• Given information:
━━━━━━
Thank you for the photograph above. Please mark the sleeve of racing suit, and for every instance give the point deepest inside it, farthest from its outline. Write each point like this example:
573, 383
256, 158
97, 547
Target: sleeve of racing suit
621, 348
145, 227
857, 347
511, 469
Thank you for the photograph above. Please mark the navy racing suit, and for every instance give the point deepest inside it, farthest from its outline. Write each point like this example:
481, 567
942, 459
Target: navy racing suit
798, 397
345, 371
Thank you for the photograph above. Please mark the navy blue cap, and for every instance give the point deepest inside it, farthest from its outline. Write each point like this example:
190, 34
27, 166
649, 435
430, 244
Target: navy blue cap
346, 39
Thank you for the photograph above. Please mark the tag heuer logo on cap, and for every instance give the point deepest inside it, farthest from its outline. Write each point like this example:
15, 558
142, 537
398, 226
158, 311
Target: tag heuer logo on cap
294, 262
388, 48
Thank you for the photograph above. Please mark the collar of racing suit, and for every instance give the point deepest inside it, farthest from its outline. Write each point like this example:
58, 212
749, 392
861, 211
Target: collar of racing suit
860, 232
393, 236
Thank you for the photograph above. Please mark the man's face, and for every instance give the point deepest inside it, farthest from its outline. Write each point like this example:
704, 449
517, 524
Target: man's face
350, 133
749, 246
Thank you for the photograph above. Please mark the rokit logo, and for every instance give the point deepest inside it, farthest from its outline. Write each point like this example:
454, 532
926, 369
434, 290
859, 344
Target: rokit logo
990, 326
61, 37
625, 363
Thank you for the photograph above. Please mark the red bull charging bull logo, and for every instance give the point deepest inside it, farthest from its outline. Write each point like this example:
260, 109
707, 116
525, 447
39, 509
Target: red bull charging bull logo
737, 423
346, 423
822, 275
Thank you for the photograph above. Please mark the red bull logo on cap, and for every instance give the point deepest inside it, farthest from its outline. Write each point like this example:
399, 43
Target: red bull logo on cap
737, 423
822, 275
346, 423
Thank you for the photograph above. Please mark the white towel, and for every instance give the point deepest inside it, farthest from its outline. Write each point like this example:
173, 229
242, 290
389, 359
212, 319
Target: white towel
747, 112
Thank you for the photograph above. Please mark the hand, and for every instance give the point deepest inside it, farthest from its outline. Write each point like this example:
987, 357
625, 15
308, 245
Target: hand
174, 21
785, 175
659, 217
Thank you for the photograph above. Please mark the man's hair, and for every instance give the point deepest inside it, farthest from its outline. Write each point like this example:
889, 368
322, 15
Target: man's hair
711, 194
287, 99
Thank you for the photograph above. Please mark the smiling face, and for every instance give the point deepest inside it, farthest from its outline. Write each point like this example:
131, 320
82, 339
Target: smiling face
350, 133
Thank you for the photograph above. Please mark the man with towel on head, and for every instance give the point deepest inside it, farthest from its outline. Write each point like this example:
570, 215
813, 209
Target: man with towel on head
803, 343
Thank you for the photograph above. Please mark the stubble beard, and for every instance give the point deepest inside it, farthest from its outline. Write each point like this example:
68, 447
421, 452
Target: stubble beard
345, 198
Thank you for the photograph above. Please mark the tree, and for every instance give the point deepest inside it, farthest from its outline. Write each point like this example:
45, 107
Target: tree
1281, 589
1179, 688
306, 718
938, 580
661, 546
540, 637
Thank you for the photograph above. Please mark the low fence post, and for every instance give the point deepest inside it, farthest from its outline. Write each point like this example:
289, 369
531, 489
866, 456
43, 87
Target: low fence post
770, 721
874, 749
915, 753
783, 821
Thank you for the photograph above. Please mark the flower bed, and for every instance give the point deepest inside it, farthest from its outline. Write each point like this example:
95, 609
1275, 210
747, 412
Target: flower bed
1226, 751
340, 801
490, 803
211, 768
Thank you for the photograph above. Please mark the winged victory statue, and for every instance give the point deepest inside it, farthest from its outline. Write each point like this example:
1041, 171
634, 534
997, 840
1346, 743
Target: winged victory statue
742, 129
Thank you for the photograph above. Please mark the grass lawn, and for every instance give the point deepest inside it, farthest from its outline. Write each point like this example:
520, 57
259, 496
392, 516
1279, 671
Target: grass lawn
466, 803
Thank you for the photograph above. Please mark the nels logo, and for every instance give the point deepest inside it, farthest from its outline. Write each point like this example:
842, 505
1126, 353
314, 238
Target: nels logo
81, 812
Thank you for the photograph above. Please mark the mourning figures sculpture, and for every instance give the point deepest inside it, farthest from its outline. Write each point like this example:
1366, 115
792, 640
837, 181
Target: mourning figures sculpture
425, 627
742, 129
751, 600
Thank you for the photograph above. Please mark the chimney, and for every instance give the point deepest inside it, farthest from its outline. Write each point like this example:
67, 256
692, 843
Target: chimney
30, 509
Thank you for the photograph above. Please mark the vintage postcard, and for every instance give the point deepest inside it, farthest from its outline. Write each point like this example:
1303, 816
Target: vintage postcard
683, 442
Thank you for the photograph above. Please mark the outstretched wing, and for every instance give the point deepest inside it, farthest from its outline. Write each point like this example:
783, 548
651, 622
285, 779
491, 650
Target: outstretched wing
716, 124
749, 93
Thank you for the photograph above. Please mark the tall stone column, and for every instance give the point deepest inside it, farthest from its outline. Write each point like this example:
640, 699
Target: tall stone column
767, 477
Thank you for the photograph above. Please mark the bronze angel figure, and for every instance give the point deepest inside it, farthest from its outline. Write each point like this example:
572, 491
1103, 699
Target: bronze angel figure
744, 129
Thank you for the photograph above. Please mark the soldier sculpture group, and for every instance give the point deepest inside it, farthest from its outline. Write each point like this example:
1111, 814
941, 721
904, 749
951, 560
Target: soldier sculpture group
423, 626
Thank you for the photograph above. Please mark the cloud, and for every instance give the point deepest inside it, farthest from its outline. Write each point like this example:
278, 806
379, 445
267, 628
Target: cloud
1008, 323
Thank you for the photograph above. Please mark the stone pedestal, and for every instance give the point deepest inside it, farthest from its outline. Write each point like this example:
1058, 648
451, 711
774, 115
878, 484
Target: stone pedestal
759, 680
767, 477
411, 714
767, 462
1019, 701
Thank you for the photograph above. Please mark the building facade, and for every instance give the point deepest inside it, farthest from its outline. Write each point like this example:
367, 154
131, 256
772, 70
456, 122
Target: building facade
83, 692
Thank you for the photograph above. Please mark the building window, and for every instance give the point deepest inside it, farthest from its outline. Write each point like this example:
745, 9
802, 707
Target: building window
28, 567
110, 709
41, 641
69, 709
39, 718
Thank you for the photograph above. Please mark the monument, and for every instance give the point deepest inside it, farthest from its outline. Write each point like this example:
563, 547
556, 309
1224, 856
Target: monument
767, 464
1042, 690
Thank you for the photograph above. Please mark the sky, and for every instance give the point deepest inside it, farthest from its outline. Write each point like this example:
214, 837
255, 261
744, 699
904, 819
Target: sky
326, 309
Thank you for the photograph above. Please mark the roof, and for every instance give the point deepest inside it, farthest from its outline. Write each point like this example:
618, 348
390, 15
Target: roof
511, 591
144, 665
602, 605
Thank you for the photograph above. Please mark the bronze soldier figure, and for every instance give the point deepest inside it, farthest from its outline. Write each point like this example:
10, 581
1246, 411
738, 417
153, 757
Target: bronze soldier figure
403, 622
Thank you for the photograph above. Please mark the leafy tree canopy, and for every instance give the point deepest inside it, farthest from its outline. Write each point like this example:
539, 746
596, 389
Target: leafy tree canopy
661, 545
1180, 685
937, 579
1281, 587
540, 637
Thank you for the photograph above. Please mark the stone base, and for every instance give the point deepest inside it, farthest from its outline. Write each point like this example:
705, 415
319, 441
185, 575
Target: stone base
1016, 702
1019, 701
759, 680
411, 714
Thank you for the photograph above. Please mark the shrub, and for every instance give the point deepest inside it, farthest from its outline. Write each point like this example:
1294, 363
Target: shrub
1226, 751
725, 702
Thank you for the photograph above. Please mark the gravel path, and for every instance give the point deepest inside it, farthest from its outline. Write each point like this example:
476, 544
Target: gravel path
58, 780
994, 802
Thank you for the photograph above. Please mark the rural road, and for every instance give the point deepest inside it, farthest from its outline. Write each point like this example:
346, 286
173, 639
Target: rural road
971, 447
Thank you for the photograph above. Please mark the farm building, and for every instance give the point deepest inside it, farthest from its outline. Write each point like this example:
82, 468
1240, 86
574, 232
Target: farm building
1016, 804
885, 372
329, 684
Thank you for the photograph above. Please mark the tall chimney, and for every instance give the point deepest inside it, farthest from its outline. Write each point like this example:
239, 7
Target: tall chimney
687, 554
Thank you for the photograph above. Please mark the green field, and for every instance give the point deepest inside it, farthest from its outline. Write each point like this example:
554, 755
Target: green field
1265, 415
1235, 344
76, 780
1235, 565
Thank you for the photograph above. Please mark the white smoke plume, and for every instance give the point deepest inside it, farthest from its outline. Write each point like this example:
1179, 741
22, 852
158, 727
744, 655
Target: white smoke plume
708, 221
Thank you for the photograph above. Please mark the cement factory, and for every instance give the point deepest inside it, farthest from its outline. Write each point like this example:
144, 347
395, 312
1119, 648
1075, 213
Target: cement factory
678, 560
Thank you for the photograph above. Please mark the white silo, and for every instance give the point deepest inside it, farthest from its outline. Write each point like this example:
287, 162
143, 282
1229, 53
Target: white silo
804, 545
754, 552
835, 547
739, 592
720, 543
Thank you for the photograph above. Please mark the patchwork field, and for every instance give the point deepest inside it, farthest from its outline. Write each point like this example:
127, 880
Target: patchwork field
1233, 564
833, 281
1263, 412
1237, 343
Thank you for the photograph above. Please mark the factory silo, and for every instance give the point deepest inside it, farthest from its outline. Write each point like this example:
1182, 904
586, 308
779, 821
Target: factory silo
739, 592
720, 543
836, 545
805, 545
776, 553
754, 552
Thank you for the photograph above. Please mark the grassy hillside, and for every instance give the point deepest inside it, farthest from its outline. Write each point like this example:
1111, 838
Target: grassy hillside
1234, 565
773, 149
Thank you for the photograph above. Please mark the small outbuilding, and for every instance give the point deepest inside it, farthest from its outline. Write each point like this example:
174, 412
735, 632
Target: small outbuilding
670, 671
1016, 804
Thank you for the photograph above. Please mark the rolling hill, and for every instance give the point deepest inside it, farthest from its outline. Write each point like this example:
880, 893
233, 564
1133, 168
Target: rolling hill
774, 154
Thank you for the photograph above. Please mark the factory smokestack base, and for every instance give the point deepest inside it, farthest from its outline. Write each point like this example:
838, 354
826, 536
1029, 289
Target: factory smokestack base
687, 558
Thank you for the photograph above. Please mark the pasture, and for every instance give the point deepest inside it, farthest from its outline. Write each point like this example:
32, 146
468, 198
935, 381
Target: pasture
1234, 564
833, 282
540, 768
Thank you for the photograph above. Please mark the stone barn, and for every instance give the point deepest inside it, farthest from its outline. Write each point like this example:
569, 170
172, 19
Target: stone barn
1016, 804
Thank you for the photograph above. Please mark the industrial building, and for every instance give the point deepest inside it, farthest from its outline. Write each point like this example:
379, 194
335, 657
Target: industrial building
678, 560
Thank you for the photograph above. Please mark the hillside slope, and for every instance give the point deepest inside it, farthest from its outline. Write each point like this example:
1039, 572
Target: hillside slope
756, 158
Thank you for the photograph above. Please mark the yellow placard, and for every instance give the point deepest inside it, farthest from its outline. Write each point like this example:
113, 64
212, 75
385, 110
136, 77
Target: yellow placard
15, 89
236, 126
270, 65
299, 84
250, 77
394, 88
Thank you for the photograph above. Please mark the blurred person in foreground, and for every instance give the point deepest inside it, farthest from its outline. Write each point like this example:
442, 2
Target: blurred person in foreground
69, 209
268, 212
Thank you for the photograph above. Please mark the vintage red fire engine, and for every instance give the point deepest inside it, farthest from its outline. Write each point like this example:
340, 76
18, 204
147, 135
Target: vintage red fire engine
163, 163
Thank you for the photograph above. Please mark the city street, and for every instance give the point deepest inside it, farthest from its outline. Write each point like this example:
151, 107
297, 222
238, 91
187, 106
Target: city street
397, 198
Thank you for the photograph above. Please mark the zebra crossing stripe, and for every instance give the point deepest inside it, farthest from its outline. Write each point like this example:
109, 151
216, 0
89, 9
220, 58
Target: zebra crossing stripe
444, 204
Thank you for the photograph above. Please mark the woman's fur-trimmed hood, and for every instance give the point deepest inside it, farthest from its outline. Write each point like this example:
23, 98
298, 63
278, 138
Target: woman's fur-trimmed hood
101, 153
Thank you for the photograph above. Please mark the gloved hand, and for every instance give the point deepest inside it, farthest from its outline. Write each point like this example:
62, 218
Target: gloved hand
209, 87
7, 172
━━━━━━
• Task directions: Could you restate word for word the lines above from the one containing "the bronze soldier" through the one containing "Thank you for the photograph above. Please mark the leafy", both included, and nothing else?

• Exercise answer:
Thank you for the photograph above. Please mark the bronze soldier figure, and for every instance give the point deepest inside it, farthest from its outline. Write each point like this example:
10, 581
1246, 411
738, 417
153, 757
Target: bronze soldier figure
403, 622
Thank you for the photograph above. Please mark the leafy tree canopy, and for every instance give the point deepest inside it, farthest from its outline. Write each point like this example:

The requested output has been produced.